**Problem to solve:** Write down every entry below once more, exactly.

Entries shown Start Marker

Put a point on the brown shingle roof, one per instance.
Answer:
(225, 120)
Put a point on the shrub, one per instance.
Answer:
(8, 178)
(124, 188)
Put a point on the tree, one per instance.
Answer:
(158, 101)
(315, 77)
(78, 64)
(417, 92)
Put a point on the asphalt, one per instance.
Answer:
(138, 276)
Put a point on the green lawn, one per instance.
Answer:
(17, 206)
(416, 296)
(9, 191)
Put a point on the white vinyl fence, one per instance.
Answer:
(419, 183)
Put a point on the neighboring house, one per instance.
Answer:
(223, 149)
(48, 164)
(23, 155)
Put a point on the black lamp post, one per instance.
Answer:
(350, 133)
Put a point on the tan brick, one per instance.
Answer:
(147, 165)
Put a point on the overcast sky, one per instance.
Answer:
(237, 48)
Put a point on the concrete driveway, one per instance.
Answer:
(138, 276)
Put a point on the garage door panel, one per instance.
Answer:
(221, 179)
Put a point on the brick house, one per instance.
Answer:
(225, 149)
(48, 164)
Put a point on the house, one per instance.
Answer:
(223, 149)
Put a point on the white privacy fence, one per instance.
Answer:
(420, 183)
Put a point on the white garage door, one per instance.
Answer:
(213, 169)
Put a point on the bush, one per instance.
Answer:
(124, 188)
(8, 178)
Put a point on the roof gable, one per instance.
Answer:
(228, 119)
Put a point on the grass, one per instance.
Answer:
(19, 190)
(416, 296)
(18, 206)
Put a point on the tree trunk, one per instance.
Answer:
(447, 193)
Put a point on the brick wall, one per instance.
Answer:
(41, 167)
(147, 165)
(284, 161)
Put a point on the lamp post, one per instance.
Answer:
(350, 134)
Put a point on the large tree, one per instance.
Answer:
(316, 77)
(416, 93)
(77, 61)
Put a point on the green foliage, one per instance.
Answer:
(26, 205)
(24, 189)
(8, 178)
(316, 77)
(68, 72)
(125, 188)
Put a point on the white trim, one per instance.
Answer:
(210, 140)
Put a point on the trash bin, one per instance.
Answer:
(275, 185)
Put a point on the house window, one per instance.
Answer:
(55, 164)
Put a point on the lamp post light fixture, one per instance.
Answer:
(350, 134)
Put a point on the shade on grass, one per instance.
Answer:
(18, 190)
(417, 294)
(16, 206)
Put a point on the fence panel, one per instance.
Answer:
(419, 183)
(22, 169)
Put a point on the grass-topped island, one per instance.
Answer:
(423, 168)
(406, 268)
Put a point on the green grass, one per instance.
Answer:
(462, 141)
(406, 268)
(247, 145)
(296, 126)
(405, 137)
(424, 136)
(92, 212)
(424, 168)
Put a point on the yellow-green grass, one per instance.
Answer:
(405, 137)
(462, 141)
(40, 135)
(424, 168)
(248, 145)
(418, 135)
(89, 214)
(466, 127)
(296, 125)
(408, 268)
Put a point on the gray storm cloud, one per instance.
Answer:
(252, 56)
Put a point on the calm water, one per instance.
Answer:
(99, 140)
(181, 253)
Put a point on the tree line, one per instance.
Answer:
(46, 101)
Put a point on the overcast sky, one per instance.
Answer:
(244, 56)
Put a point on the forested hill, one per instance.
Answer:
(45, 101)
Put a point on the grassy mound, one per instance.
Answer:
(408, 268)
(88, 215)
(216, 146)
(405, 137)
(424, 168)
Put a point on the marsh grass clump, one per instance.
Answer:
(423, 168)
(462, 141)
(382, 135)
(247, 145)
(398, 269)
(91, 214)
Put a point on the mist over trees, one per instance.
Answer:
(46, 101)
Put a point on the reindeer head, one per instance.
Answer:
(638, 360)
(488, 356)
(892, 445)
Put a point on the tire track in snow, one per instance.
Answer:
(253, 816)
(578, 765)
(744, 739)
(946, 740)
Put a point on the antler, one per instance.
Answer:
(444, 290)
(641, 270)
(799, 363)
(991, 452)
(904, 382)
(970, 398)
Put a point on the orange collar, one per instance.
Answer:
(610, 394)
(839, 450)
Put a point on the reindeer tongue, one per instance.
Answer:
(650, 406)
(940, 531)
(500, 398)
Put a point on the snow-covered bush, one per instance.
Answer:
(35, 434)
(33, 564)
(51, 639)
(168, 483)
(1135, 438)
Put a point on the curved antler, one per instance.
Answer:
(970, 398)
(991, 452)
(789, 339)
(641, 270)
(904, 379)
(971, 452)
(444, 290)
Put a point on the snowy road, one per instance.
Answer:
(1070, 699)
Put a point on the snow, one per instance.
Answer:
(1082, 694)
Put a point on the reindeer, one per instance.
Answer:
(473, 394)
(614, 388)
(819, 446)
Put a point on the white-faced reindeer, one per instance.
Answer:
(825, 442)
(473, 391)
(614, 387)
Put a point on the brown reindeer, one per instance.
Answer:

Entries shown End Marker

**Output:**
Put a point on the brown shingle roof, one per instance.
Answer:
(225, 120)
Put a point on the shrub, one per instance.
Answer:
(8, 178)
(124, 188)
Put a point on the tree, one per instance.
Answer:
(158, 101)
(315, 77)
(78, 64)
(417, 92)
Put a point on the asphalt, one per instance.
Answer:
(138, 276)
Put a point on the green lawn, one per instance.
Answer:
(17, 206)
(416, 296)
(9, 191)
Put a point on the white vinyl fence, one per instance.
Answer:
(419, 183)
Put a point on the neighboring house, one per instance.
Answer:
(223, 149)
(48, 164)
(23, 155)
Put a point on the black lamp post, one per instance.
Answer:
(350, 133)
Put a point on the tan brick, one per instance.
Answer:
(147, 165)
Put a point on the overcast sky, one per instance.
Answer:
(237, 48)
Put a point on the concrete driveway, one per instance.
Answer:
(138, 276)
Put a point on the garage door panel, one per instance.
Answer:
(221, 179)
Put a point on the brick house, one per instance.
Answer:
(225, 149)
(48, 164)
Put a point on the house, one per instance.
Answer:
(223, 149)
Put a point on the white privacy fence, one per instance.
Answer:
(420, 183)
Put a point on the white garage door, one per instance.
Answer:
(213, 169)
Put a point on the bush, one per instance.
Answer:
(124, 188)
(8, 178)
Put a point on the roof gable, one per instance.
Answer:
(228, 119)
Put a point on the grass, one per instance.
Answer:
(19, 190)
(416, 296)
(18, 206)
Put a point on the tree trunk, one per instance.
Answer:
(447, 193)
Put a point on the brick wall, one per instance.
Answer:
(41, 167)
(147, 165)
(284, 161)
Put a point on the lamp post, one per instance.
Answer:
(350, 134)
Put a point on the large tree, one per instance.
Answer:
(316, 77)
(416, 93)
(77, 61)
Put a point on the green foliage, one per instance.
Answer:
(26, 205)
(24, 189)
(8, 178)
(316, 77)
(68, 72)
(125, 188)
Put a point on the white trim, one per instance.
Answer:
(210, 140)
Put a point on the trash bin, one per instance.
Answer:
(275, 185)
Put a point on the house window, one per instance.
Answer:
(55, 164)
Put a point on the lamp post light fixture, one per instance.
Answer:
(350, 134)
Put a point on the shade on grass, one per instance.
Answer:
(18, 190)
(417, 294)
(16, 206)
Put a point on the fence panel, one per instance.
Answer:
(419, 183)
(22, 169)
Put a point on the grass-topped island, one per instance.
Answer:
(423, 168)
(406, 268)
Put a point on the green grass, one per instance.
Answer:
(462, 141)
(406, 268)
(247, 145)
(296, 126)
(405, 137)
(424, 136)
(92, 212)
(424, 168)
Put a point on the yellow-green grass, one per instance.
Answer:
(405, 137)
(462, 141)
(40, 135)
(424, 168)
(248, 145)
(418, 135)
(89, 214)
(466, 127)
(296, 125)
(408, 268)
Put a point on the gray storm cloud, one per instance.
Answer:
(252, 56)
Put a point on the calm water, one per instance.
Answer:
(99, 140)
(181, 253)
Put a point on the tree line, one per instance.
Answer:
(46, 101)
Put a point on the overcast sky, one per instance.
Answer:
(244, 56)
Put a point on the forested hill, one per instance.
Answer:
(45, 101)
Put a point on the grassy mound, one per instance.
Answer:
(408, 268)
(88, 215)
(216, 146)
(405, 137)
(424, 168)
Put a point on the marsh grass clump, one per instance.
Answer:
(423, 168)
(462, 141)
(382, 135)
(247, 145)
(398, 269)
(91, 214)
Put a point on the mist over trees, one per instance.
Answer:
(46, 101)
Put a point on the reindeer head, one per instance.
Answer:
(638, 360)
(488, 356)
(892, 445)
Put a point on the tire track in snow, one per instance.
Answer:
(253, 816)
(578, 765)
(744, 739)
(946, 740)
Put a point on the antler, one per instance.
Answer:
(444, 290)
(641, 270)
(799, 363)
(991, 452)
(904, 382)
(970, 398)
Put a point on the orange collar, one per instance.
Answer:
(610, 394)
(839, 450)
Put a point on the reindeer tongue, one per instance.
Answer:
(650, 406)
(940, 531)
(500, 398)
Put a point on the snow-covered bush, one per instance.
Answer:
(35, 434)
(33, 564)
(51, 639)
(168, 483)
(1135, 438)
Put a point on the curved antler, one per instance.
Answer:
(970, 398)
(991, 452)
(789, 339)
(641, 270)
(904, 379)
(971, 452)
(444, 290)
Put a point on the snowy road, one per instance.
Answer:
(1070, 699)
Put a point on the snow, one per instance.
Answer:
(1082, 694)
Put a point on the reindeer, one per instance.
Answer:
(473, 394)
(614, 388)
(819, 446)
Put a point on the white-faced reindeer, one per instance.
Answer:
(825, 442)
(473, 391)
(614, 387)
Put a point on the brown reindeer, one per instance.
Answer:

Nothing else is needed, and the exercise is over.